→ **THE TASK**: Reproduce the records exactly, beginning with their first line and ending with the line that contains "yellow petal positioned?", and output nothing more.

[Records from a data source]
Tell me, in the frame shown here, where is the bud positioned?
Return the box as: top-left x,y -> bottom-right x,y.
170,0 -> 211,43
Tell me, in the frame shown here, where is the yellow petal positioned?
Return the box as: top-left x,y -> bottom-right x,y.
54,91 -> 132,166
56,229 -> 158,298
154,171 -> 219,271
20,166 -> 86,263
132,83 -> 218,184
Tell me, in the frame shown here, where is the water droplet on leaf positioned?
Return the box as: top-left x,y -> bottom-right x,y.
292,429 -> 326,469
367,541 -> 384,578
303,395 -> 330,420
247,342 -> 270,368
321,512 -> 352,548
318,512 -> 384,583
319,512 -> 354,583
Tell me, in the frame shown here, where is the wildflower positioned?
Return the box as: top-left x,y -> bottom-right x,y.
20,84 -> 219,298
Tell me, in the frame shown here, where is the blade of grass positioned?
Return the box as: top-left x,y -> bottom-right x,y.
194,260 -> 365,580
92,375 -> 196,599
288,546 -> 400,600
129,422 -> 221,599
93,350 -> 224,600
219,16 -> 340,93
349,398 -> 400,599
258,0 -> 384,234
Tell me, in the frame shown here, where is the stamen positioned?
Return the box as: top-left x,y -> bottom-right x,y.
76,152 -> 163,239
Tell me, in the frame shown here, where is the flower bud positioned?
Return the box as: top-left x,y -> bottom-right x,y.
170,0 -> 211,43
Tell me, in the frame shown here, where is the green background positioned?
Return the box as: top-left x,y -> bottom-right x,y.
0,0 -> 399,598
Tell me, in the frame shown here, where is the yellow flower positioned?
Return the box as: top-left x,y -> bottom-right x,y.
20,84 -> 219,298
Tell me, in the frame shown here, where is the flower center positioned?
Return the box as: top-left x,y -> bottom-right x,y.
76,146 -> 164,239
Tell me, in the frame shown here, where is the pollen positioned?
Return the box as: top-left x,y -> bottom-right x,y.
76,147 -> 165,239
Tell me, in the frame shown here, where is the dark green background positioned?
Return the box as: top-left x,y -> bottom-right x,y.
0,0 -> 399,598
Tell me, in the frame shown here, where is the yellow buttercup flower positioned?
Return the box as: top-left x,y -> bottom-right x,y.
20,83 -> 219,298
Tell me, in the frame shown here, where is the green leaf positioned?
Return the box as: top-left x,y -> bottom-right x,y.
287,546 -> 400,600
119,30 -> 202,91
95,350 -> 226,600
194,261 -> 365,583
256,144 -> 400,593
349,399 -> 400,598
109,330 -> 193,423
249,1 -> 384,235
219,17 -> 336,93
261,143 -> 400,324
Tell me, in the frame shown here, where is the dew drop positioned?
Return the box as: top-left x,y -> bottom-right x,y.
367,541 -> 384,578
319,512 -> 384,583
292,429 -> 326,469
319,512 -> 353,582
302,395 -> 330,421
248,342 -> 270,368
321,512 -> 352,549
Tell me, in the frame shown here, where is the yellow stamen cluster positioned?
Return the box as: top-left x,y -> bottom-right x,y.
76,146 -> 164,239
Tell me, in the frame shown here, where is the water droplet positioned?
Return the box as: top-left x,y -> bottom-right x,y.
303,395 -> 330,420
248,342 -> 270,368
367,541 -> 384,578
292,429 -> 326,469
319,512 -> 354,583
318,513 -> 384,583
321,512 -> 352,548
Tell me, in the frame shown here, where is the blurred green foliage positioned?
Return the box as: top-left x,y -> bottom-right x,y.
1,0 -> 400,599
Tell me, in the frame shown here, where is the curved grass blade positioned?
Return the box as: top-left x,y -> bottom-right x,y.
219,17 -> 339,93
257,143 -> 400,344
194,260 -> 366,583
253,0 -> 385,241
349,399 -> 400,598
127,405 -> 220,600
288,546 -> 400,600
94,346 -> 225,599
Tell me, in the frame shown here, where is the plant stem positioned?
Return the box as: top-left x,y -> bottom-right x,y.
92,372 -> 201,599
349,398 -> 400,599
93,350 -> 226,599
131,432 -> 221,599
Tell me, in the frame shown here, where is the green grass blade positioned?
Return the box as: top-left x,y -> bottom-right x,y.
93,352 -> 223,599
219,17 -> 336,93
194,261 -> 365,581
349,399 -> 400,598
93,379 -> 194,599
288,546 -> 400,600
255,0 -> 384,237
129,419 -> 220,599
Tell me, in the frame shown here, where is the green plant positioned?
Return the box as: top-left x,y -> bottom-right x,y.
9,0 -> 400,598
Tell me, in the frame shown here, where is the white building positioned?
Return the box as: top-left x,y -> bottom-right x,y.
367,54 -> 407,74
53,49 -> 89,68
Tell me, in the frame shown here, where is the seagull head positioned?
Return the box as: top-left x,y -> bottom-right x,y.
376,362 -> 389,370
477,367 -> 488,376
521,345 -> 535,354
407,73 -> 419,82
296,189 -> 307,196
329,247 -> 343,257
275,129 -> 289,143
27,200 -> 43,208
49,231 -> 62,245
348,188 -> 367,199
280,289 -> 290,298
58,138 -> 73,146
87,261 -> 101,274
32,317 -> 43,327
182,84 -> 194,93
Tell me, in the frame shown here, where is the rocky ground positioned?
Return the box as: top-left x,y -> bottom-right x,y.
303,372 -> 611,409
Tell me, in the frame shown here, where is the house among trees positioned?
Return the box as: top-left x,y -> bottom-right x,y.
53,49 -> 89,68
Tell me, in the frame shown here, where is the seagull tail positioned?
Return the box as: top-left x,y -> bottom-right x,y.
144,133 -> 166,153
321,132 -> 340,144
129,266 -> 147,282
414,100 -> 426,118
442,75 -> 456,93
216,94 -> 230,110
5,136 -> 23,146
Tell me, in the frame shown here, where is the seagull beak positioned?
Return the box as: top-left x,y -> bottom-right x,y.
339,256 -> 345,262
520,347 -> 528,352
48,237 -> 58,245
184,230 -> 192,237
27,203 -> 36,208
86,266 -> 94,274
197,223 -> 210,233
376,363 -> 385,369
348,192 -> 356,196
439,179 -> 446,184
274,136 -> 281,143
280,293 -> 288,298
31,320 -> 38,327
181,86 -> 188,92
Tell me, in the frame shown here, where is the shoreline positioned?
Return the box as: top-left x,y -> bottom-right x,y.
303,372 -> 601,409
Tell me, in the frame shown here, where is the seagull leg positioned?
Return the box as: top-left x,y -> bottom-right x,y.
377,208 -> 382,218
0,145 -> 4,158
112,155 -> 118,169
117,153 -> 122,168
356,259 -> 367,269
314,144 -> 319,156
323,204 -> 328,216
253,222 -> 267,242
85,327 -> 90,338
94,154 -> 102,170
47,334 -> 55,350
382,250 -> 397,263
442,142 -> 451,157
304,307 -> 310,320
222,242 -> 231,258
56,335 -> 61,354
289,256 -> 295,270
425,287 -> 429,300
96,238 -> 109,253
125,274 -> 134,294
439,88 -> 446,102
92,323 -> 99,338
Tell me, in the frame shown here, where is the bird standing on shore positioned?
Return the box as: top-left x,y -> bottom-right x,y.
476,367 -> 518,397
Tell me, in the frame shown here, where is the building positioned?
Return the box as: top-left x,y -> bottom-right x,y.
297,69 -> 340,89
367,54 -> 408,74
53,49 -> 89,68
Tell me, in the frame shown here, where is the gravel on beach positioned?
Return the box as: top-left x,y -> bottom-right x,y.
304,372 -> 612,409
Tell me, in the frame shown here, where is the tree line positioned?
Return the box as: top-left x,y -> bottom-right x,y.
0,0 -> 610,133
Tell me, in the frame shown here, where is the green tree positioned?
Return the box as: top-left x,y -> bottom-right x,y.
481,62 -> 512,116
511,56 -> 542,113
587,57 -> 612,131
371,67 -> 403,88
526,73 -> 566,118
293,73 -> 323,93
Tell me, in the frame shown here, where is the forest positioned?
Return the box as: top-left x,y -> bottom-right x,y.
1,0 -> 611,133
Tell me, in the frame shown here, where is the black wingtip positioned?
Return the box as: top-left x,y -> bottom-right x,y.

→ **TASK RESPONSE**:
Tell me, in the frame shown here, where is the bud positioned?
Return the box as: top-left x,y -> bottom-right x,y.
170,0 -> 211,43
Tell me, in the frame shown here, where is the yellow petal positioned?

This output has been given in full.